◆ Problem requirements
Only the lines below starting at the one that contains "Label a point on each instance of the blurred background" and ending at the one that contains "Label a point on each instance of the new" are to be reproduced, exactly and with both ends kept.

Saved entries:
________________
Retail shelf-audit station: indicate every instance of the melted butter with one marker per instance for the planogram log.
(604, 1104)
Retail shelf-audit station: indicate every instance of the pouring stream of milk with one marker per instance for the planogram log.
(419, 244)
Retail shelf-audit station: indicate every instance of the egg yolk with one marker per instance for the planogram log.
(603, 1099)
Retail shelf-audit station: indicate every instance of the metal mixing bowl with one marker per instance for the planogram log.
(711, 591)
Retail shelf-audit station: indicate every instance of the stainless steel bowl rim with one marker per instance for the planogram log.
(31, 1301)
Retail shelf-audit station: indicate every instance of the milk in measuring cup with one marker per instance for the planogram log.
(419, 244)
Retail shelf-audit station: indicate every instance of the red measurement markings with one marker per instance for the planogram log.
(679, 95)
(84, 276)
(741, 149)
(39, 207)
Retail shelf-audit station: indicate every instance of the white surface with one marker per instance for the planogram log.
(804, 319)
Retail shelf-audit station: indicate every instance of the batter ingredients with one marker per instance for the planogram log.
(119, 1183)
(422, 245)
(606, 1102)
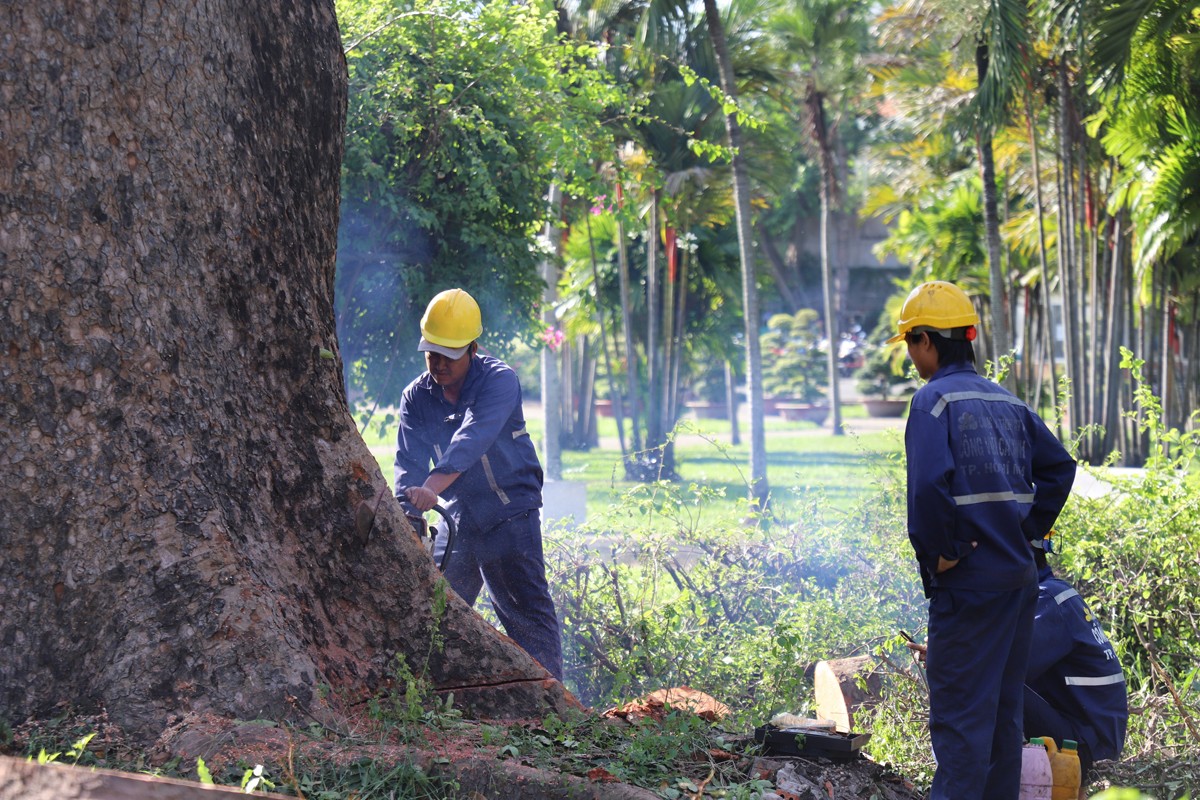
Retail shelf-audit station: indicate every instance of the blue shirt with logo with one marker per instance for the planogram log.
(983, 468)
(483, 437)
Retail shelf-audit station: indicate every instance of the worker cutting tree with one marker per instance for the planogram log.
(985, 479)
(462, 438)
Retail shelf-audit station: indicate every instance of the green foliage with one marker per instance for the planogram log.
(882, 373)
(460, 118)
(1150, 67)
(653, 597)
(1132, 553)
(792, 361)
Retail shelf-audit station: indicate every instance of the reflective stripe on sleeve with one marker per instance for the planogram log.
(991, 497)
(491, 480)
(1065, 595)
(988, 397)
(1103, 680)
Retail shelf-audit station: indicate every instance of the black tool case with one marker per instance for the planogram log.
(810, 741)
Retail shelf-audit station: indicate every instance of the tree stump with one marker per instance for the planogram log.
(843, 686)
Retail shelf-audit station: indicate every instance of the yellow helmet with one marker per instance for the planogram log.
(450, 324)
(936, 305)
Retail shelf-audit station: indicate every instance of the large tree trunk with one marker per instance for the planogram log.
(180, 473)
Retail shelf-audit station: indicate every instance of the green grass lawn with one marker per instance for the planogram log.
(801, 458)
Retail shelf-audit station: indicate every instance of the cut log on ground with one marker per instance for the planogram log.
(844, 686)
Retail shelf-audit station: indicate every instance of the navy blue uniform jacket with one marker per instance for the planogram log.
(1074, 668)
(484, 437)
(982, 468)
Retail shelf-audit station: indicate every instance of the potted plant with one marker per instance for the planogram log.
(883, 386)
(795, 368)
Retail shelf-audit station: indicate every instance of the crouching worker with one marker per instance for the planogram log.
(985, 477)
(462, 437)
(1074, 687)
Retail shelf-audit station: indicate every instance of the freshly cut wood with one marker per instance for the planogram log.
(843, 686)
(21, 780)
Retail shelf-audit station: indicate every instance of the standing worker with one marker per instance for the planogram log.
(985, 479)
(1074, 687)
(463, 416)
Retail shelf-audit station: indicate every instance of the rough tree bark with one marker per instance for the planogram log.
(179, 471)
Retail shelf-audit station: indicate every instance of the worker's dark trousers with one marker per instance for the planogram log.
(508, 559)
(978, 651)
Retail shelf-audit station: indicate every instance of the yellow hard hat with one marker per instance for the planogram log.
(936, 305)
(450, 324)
________________
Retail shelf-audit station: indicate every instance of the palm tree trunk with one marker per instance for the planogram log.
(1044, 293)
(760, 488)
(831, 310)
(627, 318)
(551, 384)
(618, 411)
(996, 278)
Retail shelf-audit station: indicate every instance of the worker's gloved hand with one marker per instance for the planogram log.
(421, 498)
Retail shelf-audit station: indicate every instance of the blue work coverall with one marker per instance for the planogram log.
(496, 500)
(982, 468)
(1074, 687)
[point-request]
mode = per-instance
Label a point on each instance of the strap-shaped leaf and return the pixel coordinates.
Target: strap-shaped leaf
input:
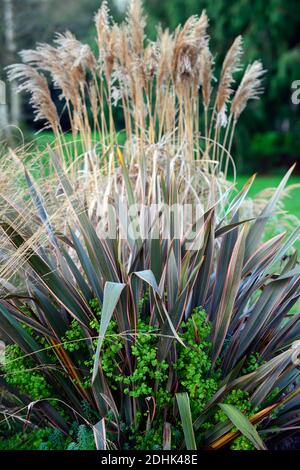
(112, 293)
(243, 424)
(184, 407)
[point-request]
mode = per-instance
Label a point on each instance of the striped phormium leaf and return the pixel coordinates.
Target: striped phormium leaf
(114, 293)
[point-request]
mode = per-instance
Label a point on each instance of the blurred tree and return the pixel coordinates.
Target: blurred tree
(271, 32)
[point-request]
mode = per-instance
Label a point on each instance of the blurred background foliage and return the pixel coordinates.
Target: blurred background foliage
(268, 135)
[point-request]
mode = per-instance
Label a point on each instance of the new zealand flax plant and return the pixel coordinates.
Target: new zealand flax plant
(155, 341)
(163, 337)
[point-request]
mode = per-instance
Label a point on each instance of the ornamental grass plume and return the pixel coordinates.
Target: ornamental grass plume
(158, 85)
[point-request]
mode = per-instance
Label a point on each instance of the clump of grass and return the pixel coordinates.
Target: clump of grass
________________
◆ Result
Label a point on each instance of the blurred background foliage and return the pixel coordinates.
Target: blurred background foliage
(268, 135)
[point-request]
mode = per-instance
Label a point on each instance of the new zealand flax plant and return the pixel coordinates.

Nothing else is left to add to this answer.